_Aim_
Gather every line in the rows below that contains the string "pillar". Treat the match as case-sensitive.

───── Data for this task

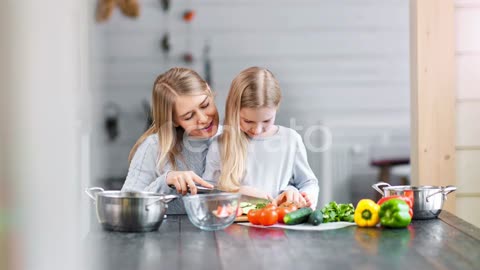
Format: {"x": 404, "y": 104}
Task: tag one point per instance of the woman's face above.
{"x": 197, "y": 115}
{"x": 258, "y": 122}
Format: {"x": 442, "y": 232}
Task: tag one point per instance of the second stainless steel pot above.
{"x": 427, "y": 200}
{"x": 129, "y": 211}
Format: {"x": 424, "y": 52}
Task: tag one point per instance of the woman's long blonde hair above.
{"x": 254, "y": 87}
{"x": 169, "y": 85}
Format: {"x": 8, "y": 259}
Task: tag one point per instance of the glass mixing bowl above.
{"x": 212, "y": 212}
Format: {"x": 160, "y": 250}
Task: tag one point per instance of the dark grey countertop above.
{"x": 444, "y": 243}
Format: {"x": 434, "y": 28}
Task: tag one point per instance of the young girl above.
{"x": 171, "y": 153}
{"x": 253, "y": 152}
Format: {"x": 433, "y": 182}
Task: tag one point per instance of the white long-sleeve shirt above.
{"x": 144, "y": 175}
{"x": 273, "y": 164}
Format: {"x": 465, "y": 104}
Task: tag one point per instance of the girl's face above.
{"x": 258, "y": 122}
{"x": 197, "y": 115}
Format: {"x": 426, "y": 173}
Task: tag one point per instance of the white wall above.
{"x": 468, "y": 109}
{"x": 343, "y": 63}
{"x": 45, "y": 124}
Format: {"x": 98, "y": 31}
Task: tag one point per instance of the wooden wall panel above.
{"x": 433, "y": 93}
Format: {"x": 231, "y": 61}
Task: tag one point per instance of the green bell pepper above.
{"x": 394, "y": 214}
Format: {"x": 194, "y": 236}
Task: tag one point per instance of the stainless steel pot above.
{"x": 129, "y": 211}
{"x": 427, "y": 200}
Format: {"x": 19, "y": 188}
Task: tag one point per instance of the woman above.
{"x": 170, "y": 155}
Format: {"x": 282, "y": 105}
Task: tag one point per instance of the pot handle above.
{"x": 91, "y": 192}
{"x": 163, "y": 198}
{"x": 378, "y": 185}
{"x": 445, "y": 191}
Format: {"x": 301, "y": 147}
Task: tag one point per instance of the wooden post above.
{"x": 432, "y": 44}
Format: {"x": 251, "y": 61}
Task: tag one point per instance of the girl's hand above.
{"x": 184, "y": 181}
{"x": 307, "y": 199}
{"x": 294, "y": 196}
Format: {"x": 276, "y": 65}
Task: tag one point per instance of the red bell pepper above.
{"x": 403, "y": 198}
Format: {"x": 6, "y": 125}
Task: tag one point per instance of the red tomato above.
{"x": 268, "y": 217}
{"x": 254, "y": 216}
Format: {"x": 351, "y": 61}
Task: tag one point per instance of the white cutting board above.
{"x": 305, "y": 227}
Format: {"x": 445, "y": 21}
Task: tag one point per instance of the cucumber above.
{"x": 298, "y": 216}
{"x": 316, "y": 217}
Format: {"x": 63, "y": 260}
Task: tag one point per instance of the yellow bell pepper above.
{"x": 366, "y": 213}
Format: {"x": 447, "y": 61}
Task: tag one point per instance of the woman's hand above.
{"x": 293, "y": 195}
{"x": 184, "y": 181}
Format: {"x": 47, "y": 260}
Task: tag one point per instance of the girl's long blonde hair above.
{"x": 254, "y": 87}
{"x": 169, "y": 85}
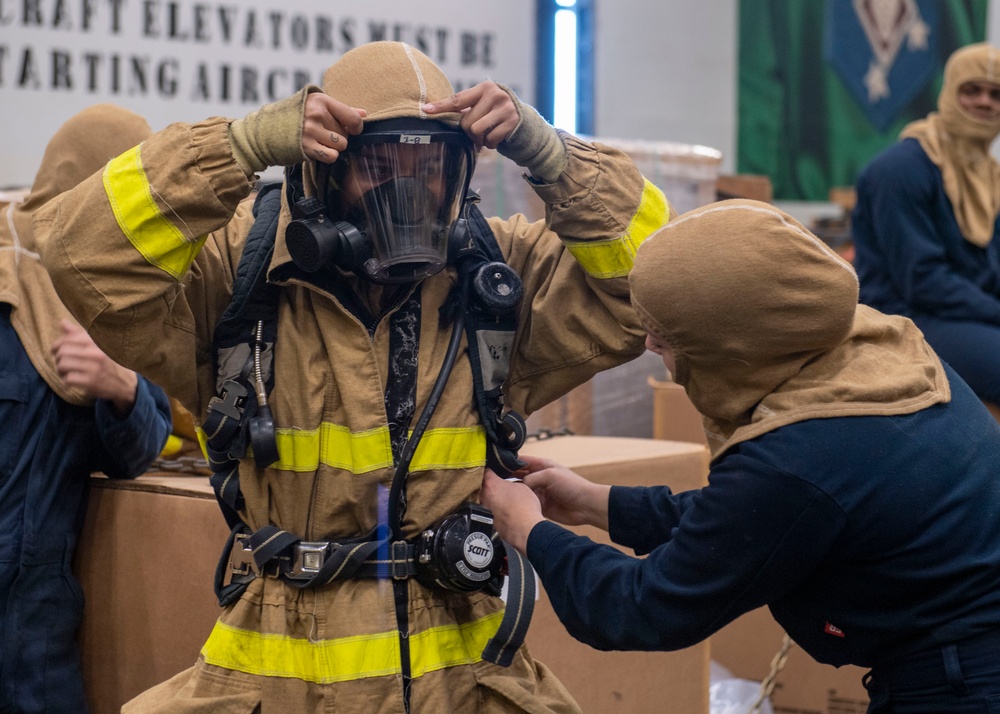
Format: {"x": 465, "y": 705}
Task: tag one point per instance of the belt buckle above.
{"x": 241, "y": 556}
{"x": 398, "y": 560}
{"x": 308, "y": 559}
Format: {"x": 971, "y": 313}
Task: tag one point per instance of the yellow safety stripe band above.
{"x": 347, "y": 658}
{"x": 614, "y": 258}
{"x": 362, "y": 452}
{"x": 159, "y": 240}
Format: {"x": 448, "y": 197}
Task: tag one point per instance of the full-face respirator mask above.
{"x": 390, "y": 207}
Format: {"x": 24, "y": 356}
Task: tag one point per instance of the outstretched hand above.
{"x": 83, "y": 366}
{"x": 327, "y": 126}
{"x": 489, "y": 113}
{"x": 554, "y": 492}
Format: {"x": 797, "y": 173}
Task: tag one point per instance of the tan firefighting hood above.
{"x": 766, "y": 329}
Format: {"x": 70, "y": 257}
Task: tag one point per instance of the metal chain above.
{"x": 543, "y": 434}
{"x": 777, "y": 664}
{"x": 182, "y": 464}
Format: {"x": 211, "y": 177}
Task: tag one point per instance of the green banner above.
{"x": 799, "y": 121}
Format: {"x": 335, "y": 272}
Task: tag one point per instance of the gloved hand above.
{"x": 534, "y": 143}
{"x": 272, "y": 135}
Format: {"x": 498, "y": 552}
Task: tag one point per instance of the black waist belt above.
{"x": 276, "y": 553}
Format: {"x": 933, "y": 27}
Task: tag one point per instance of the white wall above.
{"x": 201, "y": 58}
{"x": 666, "y": 71}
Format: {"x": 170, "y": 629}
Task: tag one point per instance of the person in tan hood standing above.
{"x": 371, "y": 416}
{"x": 67, "y": 410}
{"x": 925, "y": 223}
{"x": 853, "y": 484}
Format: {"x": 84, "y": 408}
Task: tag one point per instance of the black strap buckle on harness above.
{"x": 461, "y": 553}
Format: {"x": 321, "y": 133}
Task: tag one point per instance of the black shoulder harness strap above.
{"x": 249, "y": 321}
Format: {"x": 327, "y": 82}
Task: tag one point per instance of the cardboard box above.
{"x": 674, "y": 416}
{"x": 747, "y": 647}
{"x": 632, "y": 682}
{"x": 146, "y": 561}
{"x": 752, "y": 186}
{"x": 150, "y": 547}
{"x": 616, "y": 402}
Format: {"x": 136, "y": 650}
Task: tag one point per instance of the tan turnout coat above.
{"x": 147, "y": 251}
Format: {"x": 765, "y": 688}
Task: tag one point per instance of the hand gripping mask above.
{"x": 390, "y": 206}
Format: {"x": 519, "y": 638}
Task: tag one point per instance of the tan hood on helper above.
{"x": 959, "y": 144}
{"x": 81, "y": 147}
{"x": 766, "y": 328}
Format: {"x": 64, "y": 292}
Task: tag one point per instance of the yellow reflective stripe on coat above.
{"x": 159, "y": 240}
{"x": 347, "y": 658}
{"x": 614, "y": 258}
{"x": 333, "y": 445}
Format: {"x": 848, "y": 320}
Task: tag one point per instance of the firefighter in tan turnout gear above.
{"x": 371, "y": 426}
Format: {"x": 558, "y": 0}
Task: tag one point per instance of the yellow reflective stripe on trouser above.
{"x": 613, "y": 258}
{"x": 159, "y": 240}
{"x": 333, "y": 445}
{"x": 347, "y": 658}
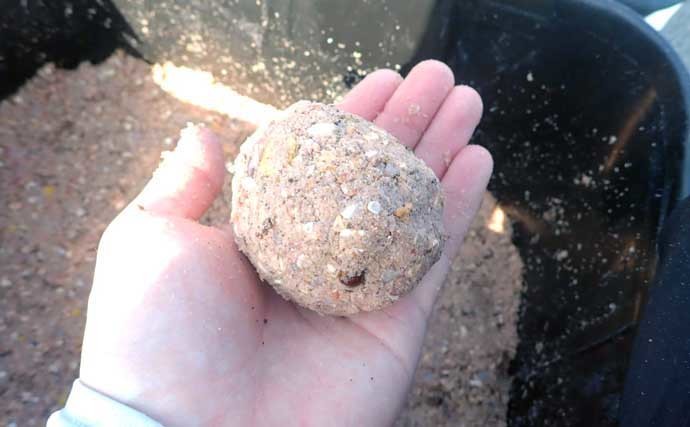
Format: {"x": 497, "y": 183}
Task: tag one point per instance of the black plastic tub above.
{"x": 586, "y": 113}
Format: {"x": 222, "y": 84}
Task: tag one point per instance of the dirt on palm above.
{"x": 76, "y": 146}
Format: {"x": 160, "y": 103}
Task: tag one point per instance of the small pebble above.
{"x": 349, "y": 211}
{"x": 374, "y": 207}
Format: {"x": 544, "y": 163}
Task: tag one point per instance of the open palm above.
{"x": 180, "y": 327}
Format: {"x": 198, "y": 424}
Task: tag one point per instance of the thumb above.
{"x": 188, "y": 179}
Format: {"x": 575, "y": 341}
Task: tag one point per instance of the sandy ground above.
{"x": 75, "y": 146}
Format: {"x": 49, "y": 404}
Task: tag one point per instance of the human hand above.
{"x": 180, "y": 327}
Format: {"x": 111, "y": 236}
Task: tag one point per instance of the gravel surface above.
{"x": 76, "y": 146}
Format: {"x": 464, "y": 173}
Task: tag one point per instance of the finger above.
{"x": 415, "y": 103}
{"x": 188, "y": 179}
{"x": 368, "y": 98}
{"x": 463, "y": 185}
{"x": 451, "y": 129}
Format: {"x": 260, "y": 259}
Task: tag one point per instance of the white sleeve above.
{"x": 88, "y": 408}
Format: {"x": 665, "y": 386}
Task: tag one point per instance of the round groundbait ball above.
{"x": 333, "y": 212}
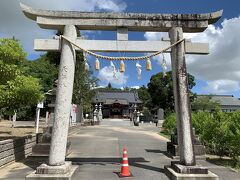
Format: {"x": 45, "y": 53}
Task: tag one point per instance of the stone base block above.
{"x": 46, "y": 169}
{"x": 173, "y": 175}
{"x": 173, "y": 149}
{"x": 45, "y": 172}
{"x": 197, "y": 169}
{"x": 42, "y": 150}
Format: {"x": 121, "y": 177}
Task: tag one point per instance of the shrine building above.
{"x": 117, "y": 104}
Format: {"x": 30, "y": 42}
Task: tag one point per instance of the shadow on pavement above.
{"x": 157, "y": 151}
{"x": 137, "y": 162}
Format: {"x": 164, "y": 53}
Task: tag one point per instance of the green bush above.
{"x": 218, "y": 131}
{"x": 169, "y": 124}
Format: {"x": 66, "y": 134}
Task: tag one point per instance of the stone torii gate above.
{"x": 71, "y": 22}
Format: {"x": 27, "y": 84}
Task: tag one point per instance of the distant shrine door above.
{"x": 122, "y": 23}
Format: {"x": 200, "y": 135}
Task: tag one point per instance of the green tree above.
{"x": 16, "y": 89}
{"x": 83, "y": 83}
{"x": 204, "y": 103}
{"x": 160, "y": 89}
{"x": 145, "y": 97}
{"x": 44, "y": 70}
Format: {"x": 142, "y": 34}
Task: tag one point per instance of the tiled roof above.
{"x": 129, "y": 96}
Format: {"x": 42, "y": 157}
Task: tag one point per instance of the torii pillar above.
{"x": 175, "y": 24}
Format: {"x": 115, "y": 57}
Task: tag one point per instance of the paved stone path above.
{"x": 98, "y": 151}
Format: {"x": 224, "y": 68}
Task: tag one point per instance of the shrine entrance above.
{"x": 69, "y": 43}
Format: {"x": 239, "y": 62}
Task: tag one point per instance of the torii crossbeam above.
{"x": 174, "y": 24}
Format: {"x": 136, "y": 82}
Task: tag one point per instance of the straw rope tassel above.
{"x": 97, "y": 64}
{"x": 86, "y": 66}
{"x": 149, "y": 65}
{"x": 122, "y": 67}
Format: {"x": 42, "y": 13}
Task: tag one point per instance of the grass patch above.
{"x": 224, "y": 161}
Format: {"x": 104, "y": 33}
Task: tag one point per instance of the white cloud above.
{"x": 157, "y": 36}
{"x": 106, "y": 76}
{"x": 223, "y": 86}
{"x": 135, "y": 87}
{"x": 220, "y": 69}
{"x": 14, "y": 23}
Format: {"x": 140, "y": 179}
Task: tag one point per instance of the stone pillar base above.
{"x": 180, "y": 172}
{"x": 44, "y": 172}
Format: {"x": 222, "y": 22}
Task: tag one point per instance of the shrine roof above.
{"x": 117, "y": 97}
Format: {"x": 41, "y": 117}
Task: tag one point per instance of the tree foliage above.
{"x": 160, "y": 89}
{"x": 83, "y": 83}
{"x": 16, "y": 89}
{"x": 218, "y": 131}
{"x": 204, "y": 103}
{"x": 44, "y": 70}
{"x": 144, "y": 95}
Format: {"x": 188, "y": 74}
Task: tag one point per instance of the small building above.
{"x": 117, "y": 104}
{"x": 228, "y": 103}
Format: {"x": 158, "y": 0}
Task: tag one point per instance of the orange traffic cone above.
{"x": 125, "y": 168}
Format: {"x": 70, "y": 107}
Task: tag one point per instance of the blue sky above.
{"x": 214, "y": 73}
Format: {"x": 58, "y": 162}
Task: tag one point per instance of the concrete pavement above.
{"x": 98, "y": 151}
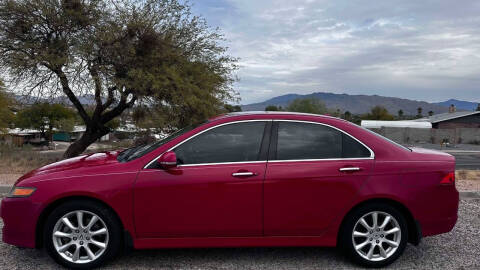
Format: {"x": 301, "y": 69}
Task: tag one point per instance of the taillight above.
{"x": 448, "y": 179}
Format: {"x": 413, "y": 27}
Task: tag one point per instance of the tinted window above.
{"x": 230, "y": 143}
{"x": 312, "y": 141}
{"x": 353, "y": 149}
{"x": 307, "y": 141}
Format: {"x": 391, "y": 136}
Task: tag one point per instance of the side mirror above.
{"x": 168, "y": 160}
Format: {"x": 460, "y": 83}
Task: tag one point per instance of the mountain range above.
{"x": 359, "y": 104}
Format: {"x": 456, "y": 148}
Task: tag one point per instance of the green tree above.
{"x": 123, "y": 52}
{"x": 419, "y": 112}
{"x": 307, "y": 105}
{"x": 6, "y": 115}
{"x": 378, "y": 113}
{"x": 400, "y": 114}
{"x": 44, "y": 117}
{"x": 273, "y": 108}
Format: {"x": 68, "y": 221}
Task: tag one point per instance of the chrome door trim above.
{"x": 349, "y": 169}
{"x": 237, "y": 174}
{"x": 210, "y": 128}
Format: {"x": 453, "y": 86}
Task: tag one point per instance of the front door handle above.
{"x": 243, "y": 174}
{"x": 349, "y": 169}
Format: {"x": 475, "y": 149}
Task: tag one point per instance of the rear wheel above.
{"x": 82, "y": 234}
{"x": 374, "y": 235}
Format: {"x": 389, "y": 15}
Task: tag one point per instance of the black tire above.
{"x": 114, "y": 228}
{"x": 347, "y": 243}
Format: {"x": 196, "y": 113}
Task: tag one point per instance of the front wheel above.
{"x": 82, "y": 234}
{"x": 374, "y": 235}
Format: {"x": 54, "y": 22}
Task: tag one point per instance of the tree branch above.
{"x": 98, "y": 90}
{"x": 66, "y": 89}
{"x": 122, "y": 105}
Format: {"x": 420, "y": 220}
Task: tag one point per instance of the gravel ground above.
{"x": 459, "y": 249}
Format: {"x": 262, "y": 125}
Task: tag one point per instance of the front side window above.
{"x": 237, "y": 142}
{"x": 297, "y": 141}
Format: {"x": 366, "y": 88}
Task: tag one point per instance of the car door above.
{"x": 314, "y": 170}
{"x": 216, "y": 189}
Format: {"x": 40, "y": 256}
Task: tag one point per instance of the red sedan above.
{"x": 238, "y": 180}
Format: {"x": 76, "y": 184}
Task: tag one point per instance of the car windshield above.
{"x": 140, "y": 150}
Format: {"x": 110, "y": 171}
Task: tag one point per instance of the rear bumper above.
{"x": 438, "y": 226}
{"x": 19, "y": 221}
{"x": 442, "y": 216}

──────────

_Answer to this task_
Task: tag one point per instance of the torii pillar above.
Task: tag one point per instance of the stone pillar base above.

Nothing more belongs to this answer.